### Reading passage

# # # #

WHAT DOES MATURE RETAIL PRICING LOOK LIKE?

Top Retailers recognize the value of adopting mature business processes for managing price. Price management maturity levels can be described as (1) ad hoc; (2) managed; (3) standardized; (4) predictable; and (5) Innovative.

Clear Demand helps retailers adopt the tools and processes for maturing their pricing practices. Here are some characteristics of these maturity levels:

  1. Ad Hoc. Merchants and pricing managers spend most of their time wrangling data in a ‘sea’ of excel. Price tends to be the same across all stores and eCommerce—minimal localization of price. Minimal ability to respond to cost changes and competitors.
  2. Managed. A ‘sea’ of excel with some reasonable management practices for price approval. Some localization of price. Able to respond to cost changes and competition, but response time is sporadic due to heavy manual workload on limited resources.
  3. Standardized. Enterprise tools largely replace excel in at least some departments. Categories are reviewed on a regular cadence. Pricing data such as rules, recommendations, approval, and export history reside in a database. Reasons for price changes are archived in a database. Pricing rules drive pricing alerts and are localized. Standard price approval workflow is followed. Price exports are integrated with back-office systems. There is an immediate response to changes in cost and competition. Vendor deals are integrated into pricing tool and accounted for in planning decisions.
  4. Predictable. The category review process is informed by enterprise tools equipped with some forecasting science and a measure of price elasticity. This includes the ability to manually change a price and see the forecasted impact on profit, revenue, and units. Price recommendations include at least some aspects of a “separate” optimization calculation that is independent of the rules and strategy but perhaps blended in through some type of ‘weighted’ soft rule. Regular and Promotional pricing activities are still silo’d. Some reports measure business performance and inform business decisions.
  5. Innovative. Category role & intent including strategy for pricing line structure is codified in the enterprise tool and drive the price recommendations.  The “integrated” forecast is highly accurate and accounts for price, promotional lift, intro/disco, seasonality, cannibalization, affinity, planogram lift, stock outs, and other demand influencing factors such as weather or covid. The integrated forecast informs replenishment decisions and assortment planning to improve service level and minimize carrying cost. The influence of price and promotion on basket metrics are understood and drive personalized offers. Enterprise tools feature “joint” optimization fully constrained by rules and show both the unconstrained and constrained opportunity curves (efficient pricing), so the organization understands the cost of rules and how to trade-off profit and revenue effectively. Enterprise tools support multiple pricing scenarios each with different pricing strategies to evaluate tradeoffs in profit, revenue, units, and price image associated with a change in strategy. Regular and promotional pricing decisions are optimized jointly using the integrated forecast so that categories margins can be managed wholistically. Product and store attributes are leveraged to manage new-product pricing, line structure, and price localization, KVI pricing as well as decisions on assortment. The business has targeted performance metrics which are measured and optimized. Plan versus forecast versus actual are frequently compared and continuously improved.

# # # #

### Provided data
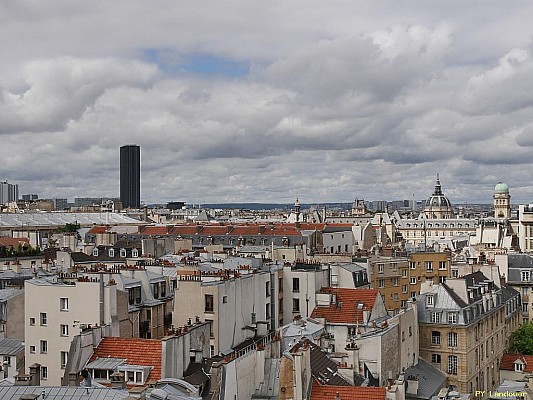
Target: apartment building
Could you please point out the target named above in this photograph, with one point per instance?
(55, 311)
(464, 327)
(301, 280)
(239, 303)
(398, 279)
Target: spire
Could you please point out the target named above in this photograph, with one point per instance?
(438, 188)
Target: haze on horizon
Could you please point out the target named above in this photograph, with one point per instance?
(268, 101)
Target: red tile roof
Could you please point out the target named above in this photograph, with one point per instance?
(508, 360)
(98, 229)
(325, 392)
(13, 242)
(145, 352)
(154, 230)
(347, 313)
(184, 230)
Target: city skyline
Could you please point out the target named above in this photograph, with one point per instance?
(242, 102)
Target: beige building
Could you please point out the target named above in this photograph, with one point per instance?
(465, 325)
(55, 311)
(399, 278)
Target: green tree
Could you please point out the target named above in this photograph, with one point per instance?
(522, 340)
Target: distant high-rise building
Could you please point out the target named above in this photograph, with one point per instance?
(8, 192)
(130, 176)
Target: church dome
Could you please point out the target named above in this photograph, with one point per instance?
(438, 205)
(501, 188)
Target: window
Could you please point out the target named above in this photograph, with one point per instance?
(209, 303)
(435, 358)
(295, 284)
(435, 337)
(435, 318)
(452, 365)
(452, 317)
(452, 339)
(295, 305)
(63, 303)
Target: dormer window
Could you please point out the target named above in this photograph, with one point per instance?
(519, 366)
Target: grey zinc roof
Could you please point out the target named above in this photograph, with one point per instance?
(430, 379)
(62, 218)
(8, 294)
(10, 347)
(63, 392)
(106, 363)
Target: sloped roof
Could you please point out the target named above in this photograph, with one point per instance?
(13, 242)
(144, 352)
(345, 311)
(328, 392)
(430, 379)
(508, 360)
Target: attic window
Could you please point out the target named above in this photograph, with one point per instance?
(518, 366)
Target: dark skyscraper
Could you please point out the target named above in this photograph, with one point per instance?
(130, 176)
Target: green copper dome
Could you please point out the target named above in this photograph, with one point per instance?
(501, 188)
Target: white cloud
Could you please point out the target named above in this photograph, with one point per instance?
(343, 99)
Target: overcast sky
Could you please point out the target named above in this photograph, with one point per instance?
(266, 101)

# # # #

### What to work on
1 – In the retail pricing maturity text, rewrite the stretch from "1. Ad Hoc. Merchants" through "on limited resources.", replacing "sporadic" with "irregular".
2 – According to the retail pricing maturity text, where are reasons for price changes archived at the Standardized level?
3 – Decide whether each statement agrees with the retail pricing maturity text, answering yes or no and quoting the words that settle it.
(a) At the Ad Hoc level, price tends to be the same across all stores and eCommerce.
(b) At the Predictable level, regular and promotional pricing activities are optimized jointly.
(c) At the Standardized level, price exports are integrated with back-office systems.

### Results in order
1 –
1. Ad Hoc. Merchants and pricing managers spend most of their time wrangling data in a ‘sea’ of excel. Price tends to be the same across all stores and eCommerce—minimal localization of price. Minimal ability to respond to cost changes and competitors.
  2. Managed. A ‘sea’ of excel with some reasonable management practices for price approval. Some localization of price. Able to respond to cost changes and competition, but response time is irregular due to heavy manual workload on limited resources.

2 – In a database.

3 –
(a) Yes: "Price tends to be the same across all stores and eCommerce—minimal localization of price."
(b) No: "Regular and Promotional pricing activities are still silo’d."
(c) Yes: "Price exports are integrated with back-office systems."